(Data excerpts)
══════
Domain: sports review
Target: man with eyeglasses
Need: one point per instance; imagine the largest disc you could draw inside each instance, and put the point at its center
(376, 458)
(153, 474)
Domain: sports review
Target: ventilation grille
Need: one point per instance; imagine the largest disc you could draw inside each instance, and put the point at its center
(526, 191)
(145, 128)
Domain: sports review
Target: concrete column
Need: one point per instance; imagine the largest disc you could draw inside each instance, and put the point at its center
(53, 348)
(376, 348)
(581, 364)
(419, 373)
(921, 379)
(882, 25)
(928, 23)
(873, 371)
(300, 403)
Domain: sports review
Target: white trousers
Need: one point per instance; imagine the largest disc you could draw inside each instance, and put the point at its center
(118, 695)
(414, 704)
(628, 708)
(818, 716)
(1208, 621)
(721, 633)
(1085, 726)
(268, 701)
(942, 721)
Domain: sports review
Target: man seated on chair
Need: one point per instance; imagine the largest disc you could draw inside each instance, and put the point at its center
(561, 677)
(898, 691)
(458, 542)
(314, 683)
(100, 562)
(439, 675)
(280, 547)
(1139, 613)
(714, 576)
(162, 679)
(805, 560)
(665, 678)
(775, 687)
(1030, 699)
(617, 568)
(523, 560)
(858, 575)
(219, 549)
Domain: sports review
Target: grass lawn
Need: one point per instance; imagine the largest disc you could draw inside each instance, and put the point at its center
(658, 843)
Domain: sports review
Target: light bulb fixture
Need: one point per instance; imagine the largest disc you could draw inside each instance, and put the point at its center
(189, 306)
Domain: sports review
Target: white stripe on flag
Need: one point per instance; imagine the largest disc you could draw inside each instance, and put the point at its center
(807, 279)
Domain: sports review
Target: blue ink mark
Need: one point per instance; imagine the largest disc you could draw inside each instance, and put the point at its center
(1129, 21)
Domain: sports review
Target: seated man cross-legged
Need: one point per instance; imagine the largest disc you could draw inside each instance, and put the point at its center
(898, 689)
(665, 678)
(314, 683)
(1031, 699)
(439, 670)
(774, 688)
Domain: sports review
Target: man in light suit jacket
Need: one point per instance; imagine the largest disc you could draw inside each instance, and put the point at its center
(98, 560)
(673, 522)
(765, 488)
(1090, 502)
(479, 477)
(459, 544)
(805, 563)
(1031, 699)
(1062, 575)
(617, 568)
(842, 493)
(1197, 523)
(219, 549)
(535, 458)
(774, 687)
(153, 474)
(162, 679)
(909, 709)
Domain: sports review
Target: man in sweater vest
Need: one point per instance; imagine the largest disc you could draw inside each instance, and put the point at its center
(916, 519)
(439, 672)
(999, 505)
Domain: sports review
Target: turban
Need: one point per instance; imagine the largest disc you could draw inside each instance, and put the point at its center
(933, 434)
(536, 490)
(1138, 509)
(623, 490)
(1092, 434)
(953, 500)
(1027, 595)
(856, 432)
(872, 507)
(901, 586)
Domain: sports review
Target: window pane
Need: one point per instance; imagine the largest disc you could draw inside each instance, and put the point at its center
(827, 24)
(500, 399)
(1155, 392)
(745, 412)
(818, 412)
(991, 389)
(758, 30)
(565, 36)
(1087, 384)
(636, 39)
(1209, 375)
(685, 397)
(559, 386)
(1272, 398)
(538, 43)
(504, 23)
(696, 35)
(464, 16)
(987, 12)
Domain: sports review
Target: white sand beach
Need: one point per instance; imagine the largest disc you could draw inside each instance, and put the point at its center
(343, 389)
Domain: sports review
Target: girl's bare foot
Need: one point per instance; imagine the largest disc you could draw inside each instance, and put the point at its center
══════
• **What is needed**:
In full and verbatim, repeat the records given above.

• **Solution to this exercise**:
Domain: sports review
Target: man with eyeglasses
Need: one point per instance; imagine the largest disc you could draw inside each instance, and put the point at its center
(376, 458)
(153, 474)
Domain: sports review
Target: ventilation grille
Need: one point per instance; imagine the largest disc you could draw inside each instance, and put the point at its center
(526, 191)
(145, 128)
Domain: sports review
Target: concrete column
Need: one point per instance; imagine the largest disc you could draw inside each instance, and put the point at its center
(53, 348)
(376, 348)
(581, 364)
(419, 373)
(921, 379)
(882, 25)
(928, 23)
(873, 371)
(300, 403)
Domain: sports review
Target: white trousers
Need: one point per instance; imagine the largest disc you could draw inside each instance, and put the point at its center
(118, 695)
(414, 704)
(628, 708)
(818, 716)
(1208, 621)
(721, 633)
(1085, 726)
(268, 701)
(942, 721)
Domain: sports review
Target: man seated on chair
Need: one point per instance; imagine the largest disc you could draw inside each instance, and put the point at its center
(561, 677)
(898, 691)
(458, 542)
(314, 683)
(100, 562)
(439, 675)
(280, 547)
(1139, 613)
(714, 576)
(162, 679)
(805, 560)
(665, 678)
(775, 687)
(1030, 699)
(617, 568)
(523, 560)
(858, 575)
(219, 549)
Domain: sports review
Target: grass lawn
Need: one point per instance; imagine the largest disc you could draw inside each instance, and put the point at its center
(658, 843)
Domain: sports review
Target: light bulb fixture
Need: one point per instance; imagine the largest disc you could draw inside each instance, and put the point at its center
(189, 306)
Domain: sports review
Target: white stripe on flag
Need: one point per instance; imagine the largest disc you could draw inside each instance, and put the point at its center
(807, 279)
Domain: sports review
Target: blue ink mark
Need: one point per instance; imagine the largest disc you could draw inside each instance, and put the point at its center
(1129, 21)
Domain: sports review
Target: seated man cross-legged
Need: one point per instance; imagine the largest disc you could draw inside each instance, and put the point at its center
(898, 689)
(665, 678)
(314, 683)
(1031, 699)
(439, 670)
(774, 688)
Domain: sports review
Target: man in light suit jacket
Need: one point per instance; imagine the largest disc you could draw inside each instance, and put the point at its center
(98, 560)
(673, 522)
(765, 488)
(1090, 502)
(479, 477)
(459, 544)
(805, 563)
(1031, 699)
(1062, 575)
(617, 568)
(842, 493)
(1197, 523)
(219, 549)
(535, 458)
(774, 687)
(153, 474)
(162, 679)
(909, 709)
Domain: sports review
Target: man in sweater vest
Need: one point per instance; imagine the largest disc you could draw inside each instance, and put the point at its center
(916, 519)
(439, 672)
(999, 505)
Domain: sports review
Target: turban
Need: one point per instance; imagine the largest disc you could draw inside each instance, and put the point at its center
(933, 434)
(536, 490)
(1138, 509)
(623, 490)
(1092, 434)
(953, 500)
(1027, 595)
(856, 432)
(872, 507)
(901, 586)
Domain: sports review
Target: window pane
Need: one point per instance; imagine the largest disc you could draw inside each instance, and put the point at its center
(827, 24)
(500, 399)
(1155, 392)
(745, 412)
(818, 412)
(991, 389)
(758, 30)
(565, 36)
(1087, 384)
(636, 39)
(1209, 375)
(685, 397)
(559, 386)
(1272, 398)
(538, 43)
(504, 23)
(696, 35)
(464, 16)
(987, 12)
Domain: sports review
Target: white sand beach
Need: one point per instance; imagine the largest disc you could draw inside each instance, and put the point at its center
(343, 389)
Domain: sports review
Target: girl's bare foot
Need: one point per instance; imagine the largest disc you could draw inside each instance, and put the point at its center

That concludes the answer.